------ Input records ------

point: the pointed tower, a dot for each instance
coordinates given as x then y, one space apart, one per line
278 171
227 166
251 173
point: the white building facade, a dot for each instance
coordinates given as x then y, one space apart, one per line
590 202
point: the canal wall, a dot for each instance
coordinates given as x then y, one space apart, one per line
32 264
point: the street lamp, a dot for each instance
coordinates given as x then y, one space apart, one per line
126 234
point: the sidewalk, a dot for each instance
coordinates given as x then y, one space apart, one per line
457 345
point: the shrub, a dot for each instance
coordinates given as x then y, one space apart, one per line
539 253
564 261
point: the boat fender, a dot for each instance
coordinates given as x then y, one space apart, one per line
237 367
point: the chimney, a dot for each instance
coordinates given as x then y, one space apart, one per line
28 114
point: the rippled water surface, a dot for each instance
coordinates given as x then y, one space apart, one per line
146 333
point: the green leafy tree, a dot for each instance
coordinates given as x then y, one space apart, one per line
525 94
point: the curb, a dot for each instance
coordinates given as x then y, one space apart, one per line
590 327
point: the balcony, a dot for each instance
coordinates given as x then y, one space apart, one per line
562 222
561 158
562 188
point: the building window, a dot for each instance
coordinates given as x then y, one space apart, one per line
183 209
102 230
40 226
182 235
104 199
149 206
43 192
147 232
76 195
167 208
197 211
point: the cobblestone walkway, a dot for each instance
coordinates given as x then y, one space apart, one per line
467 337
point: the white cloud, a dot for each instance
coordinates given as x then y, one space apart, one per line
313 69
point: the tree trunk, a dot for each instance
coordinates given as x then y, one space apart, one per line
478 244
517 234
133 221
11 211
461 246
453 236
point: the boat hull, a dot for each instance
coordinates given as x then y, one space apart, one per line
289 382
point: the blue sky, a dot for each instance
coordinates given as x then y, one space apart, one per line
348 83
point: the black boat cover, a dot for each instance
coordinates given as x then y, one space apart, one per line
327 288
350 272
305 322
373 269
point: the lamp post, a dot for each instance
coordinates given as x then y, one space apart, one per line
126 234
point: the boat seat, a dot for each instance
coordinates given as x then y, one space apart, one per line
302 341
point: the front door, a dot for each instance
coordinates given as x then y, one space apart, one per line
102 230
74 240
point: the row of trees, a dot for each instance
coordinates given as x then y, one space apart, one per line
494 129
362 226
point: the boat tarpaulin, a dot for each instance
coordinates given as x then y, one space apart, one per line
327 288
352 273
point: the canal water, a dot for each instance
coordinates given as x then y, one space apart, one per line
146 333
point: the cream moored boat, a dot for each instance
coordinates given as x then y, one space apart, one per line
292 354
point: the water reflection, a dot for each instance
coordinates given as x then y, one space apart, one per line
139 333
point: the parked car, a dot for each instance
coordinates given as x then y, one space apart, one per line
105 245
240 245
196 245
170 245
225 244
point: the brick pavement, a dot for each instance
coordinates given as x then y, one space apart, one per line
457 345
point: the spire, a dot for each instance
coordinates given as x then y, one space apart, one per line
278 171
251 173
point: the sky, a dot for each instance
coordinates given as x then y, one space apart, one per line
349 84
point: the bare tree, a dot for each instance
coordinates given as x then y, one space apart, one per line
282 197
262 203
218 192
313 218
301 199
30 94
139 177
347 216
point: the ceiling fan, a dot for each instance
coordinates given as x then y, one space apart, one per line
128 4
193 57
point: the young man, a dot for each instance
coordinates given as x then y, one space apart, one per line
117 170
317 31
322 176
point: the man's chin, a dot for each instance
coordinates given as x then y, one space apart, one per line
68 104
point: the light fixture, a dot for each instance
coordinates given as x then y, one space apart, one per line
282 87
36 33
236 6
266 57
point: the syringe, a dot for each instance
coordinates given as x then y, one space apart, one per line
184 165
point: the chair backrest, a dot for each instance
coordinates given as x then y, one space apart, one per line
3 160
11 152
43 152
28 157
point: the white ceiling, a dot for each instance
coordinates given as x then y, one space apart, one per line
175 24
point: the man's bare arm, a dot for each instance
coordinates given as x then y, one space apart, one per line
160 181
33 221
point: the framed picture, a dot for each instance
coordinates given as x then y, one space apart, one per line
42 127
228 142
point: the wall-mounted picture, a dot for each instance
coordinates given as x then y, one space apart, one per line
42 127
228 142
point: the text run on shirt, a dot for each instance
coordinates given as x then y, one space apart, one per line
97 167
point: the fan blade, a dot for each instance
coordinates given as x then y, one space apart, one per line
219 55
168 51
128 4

------

* _Work order_
Everything in the listing should be transcribed exactly.

* _Finished task_
point: the pointed tower, a dot for each instance
coordinates given as x then y, one space apart, one per line
278 171
227 166
251 173
point: the white building facade, a dot for each instance
coordinates given as x then y, one space apart, one per line
590 202
point: the canal wall, a dot for each instance
coordinates given as x then y, one space apart, one per line
32 264
point: the street lamp, a dot for each instance
coordinates given as x then y, one space apart, one per line
126 234
point: the sidewalk, a dot for each instance
coordinates given as x then y, one space apart, one per line
457 345
point: the shrub, a dot for each instance
coordinates given as x then y, one space apart, one per line
539 253
564 261
point: the boat fender, a dot for each instance
coordinates given as x then y, one space apart, one per line
237 367
point: the chimney, a dot for each instance
coordinates given as x then y, one space apart, one per line
28 114
point: the rippled water surface, a dot for each instance
coordinates given as x then y, one space apart, one per line
146 333
point: the green leafy tree, a dot for each instance
coordinates given as x then y, one space apart, one per line
525 94
point: the curb, a dot for each instance
coordinates given as x then y, one space apart, one per line
590 327
point: the balcony, a dot for each instance
coordinates given as x then y, one space apart, one per line
562 222
561 158
562 188
point: the building window, a dot for each instance
coordinates given as x then y, one space apart, one per line
183 209
102 230
40 226
182 235
104 199
149 206
43 192
147 232
76 195
167 208
197 211
point: the cobblestone walkway, a dot for each instance
coordinates given as x then y, one space apart, one per line
467 337
point: the white cloud, a dot for each instance
coordinates given as x then y, one space apart, one per line
313 69
point: the tree trunk, a dot for each instance
coordinates given as x then y, one space apart, one per line
478 244
517 234
133 221
11 211
461 246
453 236
point: the boat hull, a dot for each instance
coordinates given as x then y, one space apart, one per line
289 382
point: the blue sky, a dot for each instance
coordinates given as x then y, one space apart, one per line
348 83
point: the black boat cover, a dot for each instance
coordinates given as x then y, one space apart, one per line
327 288
350 272
305 322
373 269
point: the lamp post, a dot for each instance
coordinates given as x then y, one space apart, one per line
126 234
point: the boat seat, a dot for each instance
coordinates given as x then y, one space apart, one per line
302 341
point: the front door, a dot for each instance
coordinates given as x then y, one space apart, one per line
102 230
74 240
point: the row of trees, a dot for each instance
coordinates given as x then y, one space apart, one per line
494 129
362 226
point: the boat tarpaulin, a dot for each instance
coordinates given as x then y, one space apart, one per line
327 288
352 273
point: the canal water, a dot for each instance
coordinates given as x then y, one space apart, one per line
146 333
point: the cream moored boat, a dot for each instance
coordinates given as x then y, one space apart, one per line
292 354
point: the water reflection, a dot for each instance
coordinates given as x then y, one space apart, one per line
139 333
point: the parked car, a dot for each instance
coordinates given as x then y, one space apart, one per line
105 245
240 245
196 245
170 245
225 244
point: the brick pavement, a dot for each instance
coordinates given as x then y, one space apart, one per line
457 345
point: the spire, a dot for each instance
coordinates given as x then y, one space apart, one per line
278 171
251 173
point: the sky, a dot for each instance
coordinates given as x then y, one space apart, one per line
349 84
point: the bare tree, a dot for each instance
coordinates given as x then y, one space apart, one per line
282 197
262 203
218 192
313 218
301 199
30 94
139 177
347 216
point: the ceiling fan, a dot for each instance
coordinates given as x then y, one space apart, one per line
128 4
193 57
point: the young man, a dot for each instance
coordinates given as x then y, one space apart, one per line
117 170
317 31
322 176
point: the man's chin, a dot for each instance
coordinates given as x then y, one space apart, one per line
68 104
point: the light fixture, a dot for each instance
coordinates given as x then y, one space apart, one per line
282 87
36 33
236 6
266 57
point: the syringe, a dot for each instance
coordinates given as x then y, one space apart, one per line
184 165
point: the chair backrest, a dot for each instance
coordinates given as x then y, one space apart, one per line
3 160
11 152
43 152
28 157
point: the white ceiling, a dot for each instance
coordinates given as x then y, one space apart, one per line
175 24
point: the man's bare arm, a dot for each instance
coordinates given as x then y, one space apart, one per line
160 181
33 221
point: the framed picture, a dot for each instance
coordinates given as x then y, one space apart, one per line
42 127
228 142
point: the wall-mounted picture, a dot for each instance
coordinates given as x then y, one space apart, one per line
42 127
228 142
point: the text run on shirt, a dot for each instance
coordinates given as x then y, one space apart, one per line
97 167
point: the fan blade, a dot for each instance
coordinates given as x then y, one space apart, one per line
219 55
168 51
128 4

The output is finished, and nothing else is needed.